Source records

● ● ●

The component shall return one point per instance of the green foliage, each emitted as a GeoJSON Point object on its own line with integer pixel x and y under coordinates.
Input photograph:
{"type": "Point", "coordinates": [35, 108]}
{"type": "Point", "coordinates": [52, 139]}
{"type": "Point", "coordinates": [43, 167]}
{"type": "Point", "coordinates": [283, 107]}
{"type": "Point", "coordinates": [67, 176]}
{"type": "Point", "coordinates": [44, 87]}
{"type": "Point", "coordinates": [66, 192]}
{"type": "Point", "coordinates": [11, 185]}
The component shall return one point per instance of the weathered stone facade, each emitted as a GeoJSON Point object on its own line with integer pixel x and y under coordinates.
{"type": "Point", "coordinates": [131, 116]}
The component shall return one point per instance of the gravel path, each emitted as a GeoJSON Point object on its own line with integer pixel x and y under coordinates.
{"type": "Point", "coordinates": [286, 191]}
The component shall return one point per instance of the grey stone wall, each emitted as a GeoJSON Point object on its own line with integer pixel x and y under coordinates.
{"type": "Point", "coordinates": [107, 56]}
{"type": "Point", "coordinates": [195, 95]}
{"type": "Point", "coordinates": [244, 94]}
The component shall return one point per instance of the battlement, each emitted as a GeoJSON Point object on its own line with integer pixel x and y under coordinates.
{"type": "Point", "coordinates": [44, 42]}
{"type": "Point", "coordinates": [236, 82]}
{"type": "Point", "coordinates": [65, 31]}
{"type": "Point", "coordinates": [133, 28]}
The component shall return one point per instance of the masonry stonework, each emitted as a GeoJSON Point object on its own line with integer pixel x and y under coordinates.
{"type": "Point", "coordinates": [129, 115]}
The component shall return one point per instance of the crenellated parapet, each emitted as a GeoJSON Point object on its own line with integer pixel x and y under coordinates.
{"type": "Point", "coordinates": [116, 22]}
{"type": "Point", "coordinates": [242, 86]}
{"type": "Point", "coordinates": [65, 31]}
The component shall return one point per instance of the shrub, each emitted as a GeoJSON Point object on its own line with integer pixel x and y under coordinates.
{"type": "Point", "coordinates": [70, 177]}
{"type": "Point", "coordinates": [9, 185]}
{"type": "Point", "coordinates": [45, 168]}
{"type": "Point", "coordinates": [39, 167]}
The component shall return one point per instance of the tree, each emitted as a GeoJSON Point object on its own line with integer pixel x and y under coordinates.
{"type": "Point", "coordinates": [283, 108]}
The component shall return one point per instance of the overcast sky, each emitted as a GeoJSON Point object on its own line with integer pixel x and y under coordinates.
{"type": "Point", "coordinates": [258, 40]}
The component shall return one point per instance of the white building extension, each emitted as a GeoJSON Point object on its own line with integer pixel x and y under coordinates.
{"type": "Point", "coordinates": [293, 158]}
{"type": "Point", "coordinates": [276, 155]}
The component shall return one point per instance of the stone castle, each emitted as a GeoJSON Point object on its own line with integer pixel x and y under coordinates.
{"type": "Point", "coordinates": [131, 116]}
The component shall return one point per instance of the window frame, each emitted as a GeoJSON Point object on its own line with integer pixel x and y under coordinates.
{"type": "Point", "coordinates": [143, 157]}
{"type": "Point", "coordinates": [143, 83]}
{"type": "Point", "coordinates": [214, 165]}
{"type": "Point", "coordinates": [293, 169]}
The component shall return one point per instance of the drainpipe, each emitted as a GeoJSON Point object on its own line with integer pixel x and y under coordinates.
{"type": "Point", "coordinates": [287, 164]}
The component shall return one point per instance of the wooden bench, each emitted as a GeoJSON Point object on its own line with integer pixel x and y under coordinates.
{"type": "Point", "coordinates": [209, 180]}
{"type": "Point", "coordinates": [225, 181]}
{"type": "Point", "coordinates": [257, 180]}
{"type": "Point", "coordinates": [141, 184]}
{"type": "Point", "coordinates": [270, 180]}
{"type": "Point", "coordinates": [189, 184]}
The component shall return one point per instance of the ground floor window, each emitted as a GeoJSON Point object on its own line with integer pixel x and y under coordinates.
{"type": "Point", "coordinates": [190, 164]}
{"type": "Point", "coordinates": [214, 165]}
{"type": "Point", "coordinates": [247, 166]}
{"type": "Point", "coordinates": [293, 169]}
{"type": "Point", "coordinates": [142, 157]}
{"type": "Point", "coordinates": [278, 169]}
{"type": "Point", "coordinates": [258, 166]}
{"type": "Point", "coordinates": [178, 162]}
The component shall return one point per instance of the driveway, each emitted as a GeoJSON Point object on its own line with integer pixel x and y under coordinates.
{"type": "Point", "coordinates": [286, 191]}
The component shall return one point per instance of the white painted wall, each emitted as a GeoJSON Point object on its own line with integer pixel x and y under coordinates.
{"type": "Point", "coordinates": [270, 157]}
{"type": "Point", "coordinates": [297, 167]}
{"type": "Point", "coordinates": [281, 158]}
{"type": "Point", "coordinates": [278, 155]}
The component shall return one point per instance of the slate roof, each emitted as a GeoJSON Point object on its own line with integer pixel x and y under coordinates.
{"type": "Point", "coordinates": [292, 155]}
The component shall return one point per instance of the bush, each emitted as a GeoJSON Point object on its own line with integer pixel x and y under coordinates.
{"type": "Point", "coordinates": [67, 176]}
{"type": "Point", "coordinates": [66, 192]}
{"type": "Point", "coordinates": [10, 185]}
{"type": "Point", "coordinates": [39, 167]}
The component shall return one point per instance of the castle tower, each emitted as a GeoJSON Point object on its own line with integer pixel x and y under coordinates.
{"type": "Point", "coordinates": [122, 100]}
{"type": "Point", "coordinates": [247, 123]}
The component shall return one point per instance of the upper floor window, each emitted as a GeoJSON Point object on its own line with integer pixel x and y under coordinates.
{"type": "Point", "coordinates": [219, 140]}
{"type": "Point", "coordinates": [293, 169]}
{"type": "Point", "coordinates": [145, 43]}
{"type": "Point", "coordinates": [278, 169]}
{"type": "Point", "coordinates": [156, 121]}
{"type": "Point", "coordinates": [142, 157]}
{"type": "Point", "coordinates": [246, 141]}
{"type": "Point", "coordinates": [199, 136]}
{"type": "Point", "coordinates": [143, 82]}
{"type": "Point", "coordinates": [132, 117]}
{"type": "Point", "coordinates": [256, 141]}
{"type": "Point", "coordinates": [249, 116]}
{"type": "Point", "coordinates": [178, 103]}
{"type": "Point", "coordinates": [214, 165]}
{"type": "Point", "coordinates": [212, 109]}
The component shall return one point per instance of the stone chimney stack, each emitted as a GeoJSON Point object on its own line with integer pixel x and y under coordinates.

● ● ●

Output the data in full, exactly as it stands.

## COMPLETED EXERCISE
The component shall return one point per instance of the green foliage, each emitted as a GeoJSON Point object on its own line with integer pixel x and y under coordinates.
Input photograph:
{"type": "Point", "coordinates": [35, 108]}
{"type": "Point", "coordinates": [52, 139]}
{"type": "Point", "coordinates": [43, 167]}
{"type": "Point", "coordinates": [283, 107]}
{"type": "Point", "coordinates": [67, 176]}
{"type": "Point", "coordinates": [44, 87]}
{"type": "Point", "coordinates": [66, 192]}
{"type": "Point", "coordinates": [11, 185]}
The component shall return one point per instance of the weathered stone facade, each emitted as a GeoJSON Point object on its own line with integer pixel x and y under coordinates.
{"type": "Point", "coordinates": [131, 116]}
The component shall return one point per instance of the gravel path, each emitted as a GeoJSON Point object on its own line with integer pixel x and y under coordinates.
{"type": "Point", "coordinates": [286, 191]}
The component shall return one point per instance of the grey stone wall, each emitted as a GeoJSON Point object on its own line with integer pixel x and y under coordinates.
{"type": "Point", "coordinates": [107, 56]}
{"type": "Point", "coordinates": [195, 95]}
{"type": "Point", "coordinates": [244, 94]}
The component shall return one point per instance of the battlement, each emitted as a GeoJSON Point object on its own line with integer pixel x and y under coordinates.
{"type": "Point", "coordinates": [44, 42]}
{"type": "Point", "coordinates": [236, 82]}
{"type": "Point", "coordinates": [65, 31]}
{"type": "Point", "coordinates": [133, 28]}
The component shall return one point per instance of the masonry stonework, each emitted as a GeoJSON Point object on its own line with integer pixel x and y under coordinates.
{"type": "Point", "coordinates": [129, 115]}
The component shall return one point per instance of the crenellated parapet, each emitted as a GeoJSON Point object on its own line with integer pixel x and y under coordinates.
{"type": "Point", "coordinates": [116, 22]}
{"type": "Point", "coordinates": [242, 86]}
{"type": "Point", "coordinates": [65, 31]}
The component shall return one point per instance of the shrub, each emitted as a GeoJSON Point object on its own line with integer pixel x and y under coordinates.
{"type": "Point", "coordinates": [70, 177]}
{"type": "Point", "coordinates": [9, 185]}
{"type": "Point", "coordinates": [45, 168]}
{"type": "Point", "coordinates": [39, 167]}
The component shall return one point per instance of the tree, each emitted as a GeoJSON Point object on its own line with integer pixel x and y under coordinates.
{"type": "Point", "coordinates": [283, 108]}
The component shall return one point per instance of the overcast sky, each emitted as a GeoJSON Point object on its own line with integer pixel x and y under coordinates.
{"type": "Point", "coordinates": [258, 40]}
The component shall return one point per instance of the white building extension, each emitted as a GeoJSON Point object on its own line with integer pixel x and y under coordinates.
{"type": "Point", "coordinates": [293, 158]}
{"type": "Point", "coordinates": [276, 155]}
The component shall return one point per instance of the stone castle, each emitted as a GeoJSON Point object on its own line with integer pixel x and y under coordinates.
{"type": "Point", "coordinates": [131, 116]}
The component shall return one point per instance of the window frame, each emitted as a GeoJSON Point object on its own line with integer pixel x and y under coordinates.
{"type": "Point", "coordinates": [143, 157]}
{"type": "Point", "coordinates": [143, 83]}
{"type": "Point", "coordinates": [214, 165]}
{"type": "Point", "coordinates": [293, 169]}
The component shall return one point per instance of the drainpipe, each emitted as a GeoJSON Point object on its own line with integer pixel x and y under coordinates.
{"type": "Point", "coordinates": [287, 164]}
The component shall return one point per instance of the wooden bench, each emitted as a GeoJSON Point object on its own line with integer pixel x and y under coordinates.
{"type": "Point", "coordinates": [209, 180]}
{"type": "Point", "coordinates": [225, 181]}
{"type": "Point", "coordinates": [257, 180]}
{"type": "Point", "coordinates": [141, 184]}
{"type": "Point", "coordinates": [270, 180]}
{"type": "Point", "coordinates": [189, 184]}
The component shall return one point per instance of the ground floor window, each emitted as a GeoJSON Point object on its own line with integer pixel x and y under coordinates.
{"type": "Point", "coordinates": [190, 164]}
{"type": "Point", "coordinates": [214, 165]}
{"type": "Point", "coordinates": [247, 166]}
{"type": "Point", "coordinates": [293, 169]}
{"type": "Point", "coordinates": [142, 157]}
{"type": "Point", "coordinates": [278, 169]}
{"type": "Point", "coordinates": [258, 166]}
{"type": "Point", "coordinates": [178, 162]}
The component shall return one point per instance of the driveway, each emitted as a GeoJSON Point object on its own line with integer pixel x and y under coordinates.
{"type": "Point", "coordinates": [286, 191]}
The component shall return one point per instance of the white painted wall, each emitted as a GeoJSON Point object on its own line with integer pixel x and y under coordinates.
{"type": "Point", "coordinates": [270, 157]}
{"type": "Point", "coordinates": [297, 167]}
{"type": "Point", "coordinates": [281, 158]}
{"type": "Point", "coordinates": [278, 155]}
The component shall return one point per instance of the slate roof, each emitted as a GeoJSON Point object on its own line with integer pixel x and y under coordinates.
{"type": "Point", "coordinates": [292, 155]}
The component shall return one point per instance of the bush, each emitted as a GeoJSON Point object on its own line with integer pixel x and y under coordinates.
{"type": "Point", "coordinates": [67, 176]}
{"type": "Point", "coordinates": [66, 192]}
{"type": "Point", "coordinates": [10, 185]}
{"type": "Point", "coordinates": [39, 167]}
The component shall return one point per instance of the castle tower, each emitted as a GeoJSON Point object on its own line with integer pixel x and y under coordinates.
{"type": "Point", "coordinates": [122, 100]}
{"type": "Point", "coordinates": [247, 123]}
The component shall return one point per instance of the upper floor window, each emitted as a GeoJSON Point object on its own line with integer pixel x and y under coordinates.
{"type": "Point", "coordinates": [219, 140]}
{"type": "Point", "coordinates": [293, 169]}
{"type": "Point", "coordinates": [145, 43]}
{"type": "Point", "coordinates": [278, 169]}
{"type": "Point", "coordinates": [156, 121]}
{"type": "Point", "coordinates": [142, 157]}
{"type": "Point", "coordinates": [246, 141]}
{"type": "Point", "coordinates": [199, 136]}
{"type": "Point", "coordinates": [143, 82]}
{"type": "Point", "coordinates": [132, 117]}
{"type": "Point", "coordinates": [256, 141]}
{"type": "Point", "coordinates": [249, 116]}
{"type": "Point", "coordinates": [178, 103]}
{"type": "Point", "coordinates": [214, 165]}
{"type": "Point", "coordinates": [212, 109]}
The component shall return one point per instance of the stone chimney stack, each emitted as a GeoJSON Point object on its own line with integer pixel x and y under coordinates.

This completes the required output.